— Start of GIVEN TEXT —

S3 keys are not file paths

Posted 18 August 2020
Tagged with amazon-s3, aws, path-problems

If you look at an S3 bucket, you could be forgiven for thinking it behaves like a hierarchical filesystem, with everything organised as files and folders. Indeed, the S3 console even has a button labelled “Create folder”:

Screenshot of the S3 console, including a 'Create folder' button in blue

But S3 isn’t a filesystem; it’s an object store. Each object is associated with a key, and although keys often happen to look a bit like filesystem paths, they’re not the same. If you treat them as interchangeable, you may be in for a nasty surprise – as I recently discovered.

— End of GIVEN TEXT —
— Start of DATASET EXCERPTS —

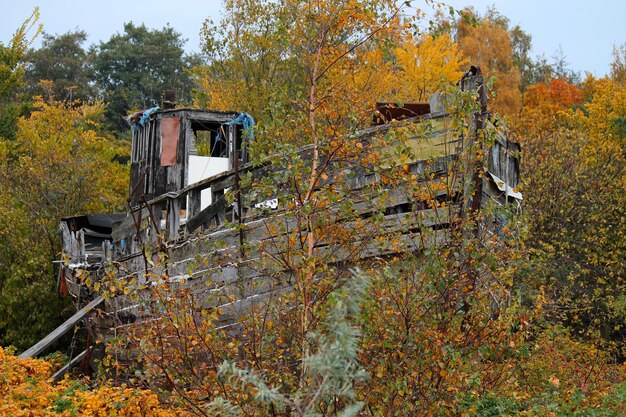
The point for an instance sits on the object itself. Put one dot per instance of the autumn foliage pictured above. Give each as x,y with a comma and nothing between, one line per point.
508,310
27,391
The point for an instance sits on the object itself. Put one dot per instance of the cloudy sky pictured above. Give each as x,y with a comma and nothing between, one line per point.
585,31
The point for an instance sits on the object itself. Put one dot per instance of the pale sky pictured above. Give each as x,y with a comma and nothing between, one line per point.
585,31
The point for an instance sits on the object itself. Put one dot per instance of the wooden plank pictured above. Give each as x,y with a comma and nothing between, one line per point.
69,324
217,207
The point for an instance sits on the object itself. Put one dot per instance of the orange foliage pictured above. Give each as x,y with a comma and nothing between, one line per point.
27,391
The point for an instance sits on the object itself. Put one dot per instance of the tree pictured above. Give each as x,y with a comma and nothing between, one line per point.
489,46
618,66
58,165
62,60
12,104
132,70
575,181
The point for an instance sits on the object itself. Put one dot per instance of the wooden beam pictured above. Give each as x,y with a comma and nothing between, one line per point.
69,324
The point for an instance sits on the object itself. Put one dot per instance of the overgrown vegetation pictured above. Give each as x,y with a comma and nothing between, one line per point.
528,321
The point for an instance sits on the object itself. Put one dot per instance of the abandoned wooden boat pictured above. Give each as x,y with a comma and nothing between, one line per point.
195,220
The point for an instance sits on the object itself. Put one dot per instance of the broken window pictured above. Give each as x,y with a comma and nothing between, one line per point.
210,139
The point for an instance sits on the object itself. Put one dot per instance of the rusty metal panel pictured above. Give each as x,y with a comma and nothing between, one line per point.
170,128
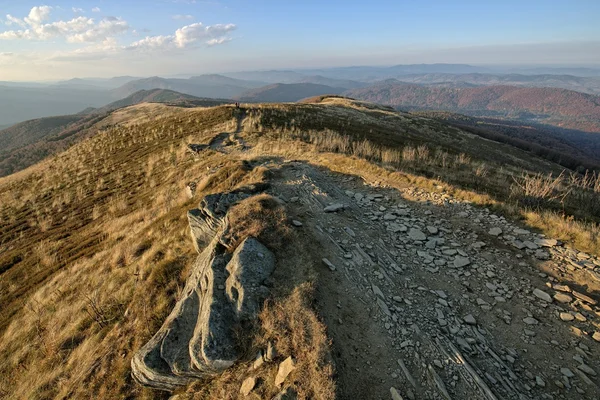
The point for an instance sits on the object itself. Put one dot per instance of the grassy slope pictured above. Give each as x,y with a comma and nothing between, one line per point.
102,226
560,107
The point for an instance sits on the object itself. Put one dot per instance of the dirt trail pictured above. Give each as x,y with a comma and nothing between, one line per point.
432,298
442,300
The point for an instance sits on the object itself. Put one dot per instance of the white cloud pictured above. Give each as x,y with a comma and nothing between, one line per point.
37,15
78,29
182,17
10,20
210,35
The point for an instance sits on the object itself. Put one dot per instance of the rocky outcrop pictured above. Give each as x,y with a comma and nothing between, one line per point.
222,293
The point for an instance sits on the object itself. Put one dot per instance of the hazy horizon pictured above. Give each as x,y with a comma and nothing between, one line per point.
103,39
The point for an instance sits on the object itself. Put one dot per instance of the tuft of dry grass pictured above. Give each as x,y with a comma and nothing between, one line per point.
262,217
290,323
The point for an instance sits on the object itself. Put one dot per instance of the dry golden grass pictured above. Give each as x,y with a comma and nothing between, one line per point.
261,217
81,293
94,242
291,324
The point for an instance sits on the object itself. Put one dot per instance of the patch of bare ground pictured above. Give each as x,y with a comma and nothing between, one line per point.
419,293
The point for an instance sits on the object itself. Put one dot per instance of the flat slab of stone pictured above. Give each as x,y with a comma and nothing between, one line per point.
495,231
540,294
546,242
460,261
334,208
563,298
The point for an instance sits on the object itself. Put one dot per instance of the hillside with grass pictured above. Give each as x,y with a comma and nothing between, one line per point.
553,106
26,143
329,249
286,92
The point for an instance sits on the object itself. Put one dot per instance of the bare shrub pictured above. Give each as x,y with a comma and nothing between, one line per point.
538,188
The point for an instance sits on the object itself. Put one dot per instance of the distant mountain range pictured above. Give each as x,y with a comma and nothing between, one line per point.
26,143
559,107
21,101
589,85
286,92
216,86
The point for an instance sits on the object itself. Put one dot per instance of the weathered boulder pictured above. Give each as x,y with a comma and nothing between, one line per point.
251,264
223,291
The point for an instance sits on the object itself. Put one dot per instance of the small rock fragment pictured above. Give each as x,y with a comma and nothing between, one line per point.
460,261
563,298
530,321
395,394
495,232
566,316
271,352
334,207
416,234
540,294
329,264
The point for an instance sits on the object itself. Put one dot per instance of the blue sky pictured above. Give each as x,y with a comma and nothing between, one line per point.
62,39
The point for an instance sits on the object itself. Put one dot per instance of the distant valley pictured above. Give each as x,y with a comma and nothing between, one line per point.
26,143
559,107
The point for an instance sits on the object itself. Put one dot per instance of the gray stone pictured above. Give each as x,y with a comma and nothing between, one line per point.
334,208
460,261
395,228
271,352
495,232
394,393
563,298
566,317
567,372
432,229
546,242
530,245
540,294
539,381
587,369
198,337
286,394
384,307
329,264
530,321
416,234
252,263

— End of DATASET EXCERPTS —

• [WORK INSTRUCTIONS]:
Extend the article on why S3 object keys are not filesystem paths, picking up after its final sentence.

• [RESULT OF THIS EXERCISE]:
The problem

Most filesystems have special path entries that mean “the current directory” and “the parent directory” – on Unix-like systems, those are . and .., respectively. That means that if you treat the following strings as paths, all four of them point to the same file:

pictures/cat.jpg
pictures//cat.jpg
pictures/./cat.jpg
pictures/pets/../cat.jpg

But in S3, object keys are just an unstructured identifier – characters like / and . don’t have any special meaning. The console will uses slashes to create faux-directories to make it easier to navigate, but there’s no special treatment for a faux-directory called . or ...

You could use the four strings above as keys for four different S3 objects. That’s completely legal, but it’s liable to confuse any code that thinks of the world as a filesystem – or any code that manipulates S3 keys as if they were file paths.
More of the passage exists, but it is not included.